### [Soal dan Tugas]
A: Menurut potongan dokumen, siapa yang memimpin langsung hakim panel dalam sidang perkara tersebut?
B: Ganti "lima orang" dengan "beberapa orang" pada bagian potongan dokumen mulai dari "Perkara ini dimohonkan" sampai ke "Dalimunthe. ( )", lalu tuliskan bagian itu secara utuh.

### [Potongan Dokumen]
Uji Materiil UU Perasuransian, Asuransi Penjaminan Tak Cukup dengan Aturan OJK
loading...
A
A
A
JAKARTA - Guru besar Fakultas Hukum sekaligus mantan rektor Universitas Jakarta Tjindra Parma Wignyoprayitno memastikan pengaturan suretyship atau surety bond (asuransi penjaminan) hanya dengan peraturan Otoritas Jasa Keuangan (OJK) .
Hal ini disampaikan Tjindra Parma Wignyoprayitno saat memberikan keterangan sebagai saksi dalam sidang uji materiil dengan perkara nomor: 5/PUU-XVIII/2020, di ruang sidang Gedung Mahkamah Konstitusi (MK), Jalan Medan Merdeka Barat, Jakarta Pusat, Selasa 25 Agustus 2020. Selain Tjindra, kuasa hukum pemohon juga menghadirkan satu saksi lain yakni Ketua Umum Gabungan Pengusaha Kontraktor Nasional Indonesia (Gapeknas) Manahara R Siahaan.
Sidang perkara ini ditangani oleh hakim panel yang dipimpin langsung Ketua MK Anwar Usman. Secara spesifik, perkara ini yakni uji materiil Pasal 5 ayat (1) Undang-Undang (UU) Nomor 40 Tahun 2014 tentang Perasuransian terhadap UUD 1945. Bunyinya, "Ruang lingkup Usaha Asuransi Umum dan Usaha Asuransi Jiwa sebagaimana dimaksud dalam Pasal 2 ayat (1) dan ayat (2) serta Usaha Asuransi Umum Syariah dan Usaha Asuransi Jiwa Syariah sebagaimana dimaksud dalam Pasal 3 ayat (1) dan ayat (2) dapat diperluas sesuai dengan kebutuhan masyarakat."
Perkara ini dimohonkan oleh Asosiasi Asuransi Umum Indonesia (AAUI) yang diwakili oleh lima orang. Dua di antaranya yakni Ketua Dewan Pengurus AAUI Dadang Sukresna dan Direktur Eksekutif Dewan Pengurus Pusat AAUI Achmad Sudiyar Dalimunthe. ( )

### [Informasi yang Disediakan]
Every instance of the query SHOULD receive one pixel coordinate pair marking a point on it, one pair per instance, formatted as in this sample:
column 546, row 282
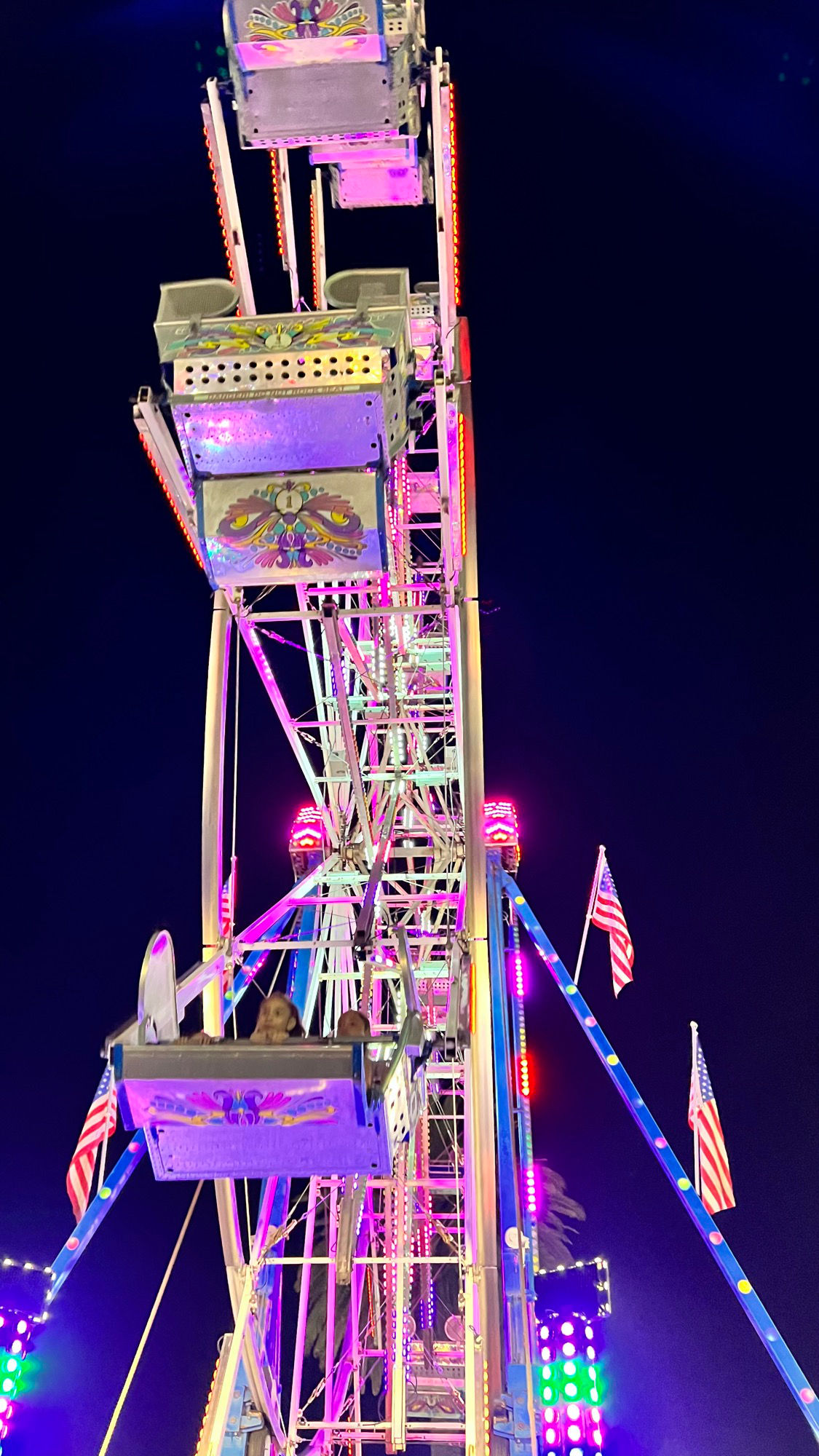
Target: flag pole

### [Jawaban per Tugas]
A: Hakim panel dipimpin langsung oleh Ketua MK Anwar Usman.

B:
Perkara ini dimohonkan oleh Asosiasi Asuransi Umum Indonesia (AAUI) yang diwakili oleh beberapa orang. Dua di antaranya yakni Ketua Dewan Pengurus AAUI Dadang Sukresna dan Direktur Eksekutif Dewan Pengurus Pusat AAUI Achmad Sudiyar Dalimunthe. ( )